======== EXCERPTED TEXT

The Delta 6000-series introduced the Extra Extended Long Tank first stage, which was 12 ft longer, and the Castor 4A boosters. Six SRBs ignited at takeoff, and three ignited in the air.

The Delta 7000-series introduced the RS-27A main engine, which was modified for efficiency at high altitude at some cost to low-altitude performance, and the lighter and more powerful GEM-40 solid boosters from Hercules. The Delta II Med-Lite was a 7000-series with no third stage and fewer strap-ons (often three, sometimes four) that was usually used for small NASA missions. The Delta II Heavy was a Delta II 792X with the enlarged GEM-46 boosters from Delta III.

=== Delta III (8000-Series) ===
The Delta III 8000-series was a McDonnell Douglas / Boeing-developed program to keep pace with growing satellite masses:
- The two upper stages, with low-performance fuels, were replaced with a single cryogenic stage, improving performance and reducing recurring costs and pad labor. The engine was a single Pratt & Whitney RL10, from the Centaur upper stage. The hydrogen fuel tank, 4 metres in diameter is exposed, showing its orange insulation; the narrower oxygen tank and engine are covered until stage ignition. Fuel tank contracted to Mitsubishi and produced using technologies from Japanese H-II launcher.
- To keep the stack short and resistant to crosswinds, the first-stage kerosene tank was widened and shortened, matching the upper-stage and fairing diameters.
- Nine enlarged GEM-46 solid boosters were attached. Three of them have thrust-vectoring nozzles.

Of the three Delta III flights, the first two were failures, and the third carried only a dummy (inert) payload.

=== Delta IV (9000-series) ===
As part of the Air Force's Evolved Expendable Launch Vehicle (EELV) program, McDonnell Douglas / Boeing proposed Delta IV. As the program name implied, many components and technologies were borrowed from existing launchers. Both Boeing and Lockheed Martin were contracted to produce their EELV designs. Delta IVs were produced in a new facility in Decatur, Alabama.

- The first stage changed to liquid hydrogen fuel. Tank technologies derived from Delta III upper stage, but widened to 5 metres.
- The kerosene engine replaced with Rocketdyne RS-68, the first new, large liquid-fueled rocket engine designed in the United States since the Space Shuttle Main Engine (SSME) in the 1970s. Designed for low cost, it had lower chamber pressure and efficiency than the SSME, and a much simpler nozzle. Thrust chamber and upper nozzle was a channel-wall design, pioneered by Soviet engines. Lower nozzle was ablatively cooled.
- The second stage and fairing were taken from the Delta III in smaller (Delta IV Medium) models; widened to 5 metres in Medium+ and Heavy models.
- Medium+ models had two or four GEM 60, 60 inch solid boosters.
- The plumbing was revised and electrical circuits eliminated need for a launch tower.

================
======== GIVEN RECORDS

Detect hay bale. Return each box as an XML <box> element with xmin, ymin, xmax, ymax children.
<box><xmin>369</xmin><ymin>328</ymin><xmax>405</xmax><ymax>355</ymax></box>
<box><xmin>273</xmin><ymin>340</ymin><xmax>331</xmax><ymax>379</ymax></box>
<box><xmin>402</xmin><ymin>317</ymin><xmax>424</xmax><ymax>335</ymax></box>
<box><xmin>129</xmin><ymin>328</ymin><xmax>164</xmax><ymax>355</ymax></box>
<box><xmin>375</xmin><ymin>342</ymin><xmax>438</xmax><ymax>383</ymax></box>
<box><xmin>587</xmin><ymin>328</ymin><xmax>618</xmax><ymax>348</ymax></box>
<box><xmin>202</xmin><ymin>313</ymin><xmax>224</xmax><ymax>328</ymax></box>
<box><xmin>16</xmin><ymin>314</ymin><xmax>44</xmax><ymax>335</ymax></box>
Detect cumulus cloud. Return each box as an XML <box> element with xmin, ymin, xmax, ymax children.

================
======== GIVEN RECORDS

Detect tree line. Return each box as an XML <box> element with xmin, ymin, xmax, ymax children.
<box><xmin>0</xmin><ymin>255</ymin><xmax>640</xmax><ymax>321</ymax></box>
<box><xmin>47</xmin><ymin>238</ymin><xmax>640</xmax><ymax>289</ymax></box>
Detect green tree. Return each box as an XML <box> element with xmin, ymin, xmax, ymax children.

================
======== GIVEN RECORDS

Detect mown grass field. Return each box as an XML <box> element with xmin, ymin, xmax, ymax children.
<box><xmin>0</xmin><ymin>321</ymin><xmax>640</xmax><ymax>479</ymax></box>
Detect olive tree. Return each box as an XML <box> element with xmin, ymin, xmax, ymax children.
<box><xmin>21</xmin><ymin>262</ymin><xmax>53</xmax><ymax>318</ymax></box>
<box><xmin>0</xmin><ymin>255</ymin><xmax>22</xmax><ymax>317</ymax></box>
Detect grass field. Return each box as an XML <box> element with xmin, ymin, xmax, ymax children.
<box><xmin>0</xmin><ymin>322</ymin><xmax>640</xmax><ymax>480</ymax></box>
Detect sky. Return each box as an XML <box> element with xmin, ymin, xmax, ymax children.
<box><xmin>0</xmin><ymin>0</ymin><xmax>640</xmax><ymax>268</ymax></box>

================

PROBLEM A: In the text on Delta rockets, write out the passage from "- The first" up to and including "was ablatively cooled.", swapping "ablatively" for "regeneratively".
PROBLEM B: Extend the text on Delta rockets by writing what comes after its last sentence.

OUTPUT A:
- The first stage changed to liquid hydrogen fuel. Tank technologies derived from Delta III upper stage, but widened to 5 metres.
- The kerosene engine replaced with Rocketdyne RS-68, the first new, large liquid-fueled rocket engine designed in the United States since the Space Shuttle Main Engine (SSME) in the 1970s. Designed for low cost, it had lower chamber pressure and efficiency than the SSME, and a much simpler nozzle. Thrust chamber and upper nozzle was a channel-wall design, pioneered by Soviet engines. Lower nozzle was regeneratively cooled.

OUTPUT B:
The first stage was referred to as a Common Booster Core (CBC); a Delta IV Heavy attached two extra CBCs as boosters.

== Launch reliability ==
From 1969 through 1978 (inclusive), Thor-Delta was NASA's most used launcher, with 84 launch attempts. (Scout was the second-most used vehicle with 32 launches.) Satellites for other government agencies and foreign governments were also launched on a cost-reimbursable basis, totaling 63 satellites. Out of the 84 launch attempts there were 7 failures or partial failures, a 91.6% success rate.

=== Orbital debris ===
The Delta was a launch success, but it has also been a significant contributor to orbital debris, as a variant used in the 1970s was prone to in-orbit explosions. Eight Delta second stages launched between 1973 and 1981 were involved in fragmentation events between 1973 and 1991 usually within the first 3 years after launch, but others have broken apart 10 or more years later. Studies determined that explosions were caused by propellant left after shutdown. The nature of the propellant and the thermal environment occupied by the derelict rockets made explosions inevitable. Depletion burns were started in 1981, and no fragmentation events for rockets launched after that have been identified. Deltas launched before the 1970s variant have had fragmentation events as long as 50 years after launch.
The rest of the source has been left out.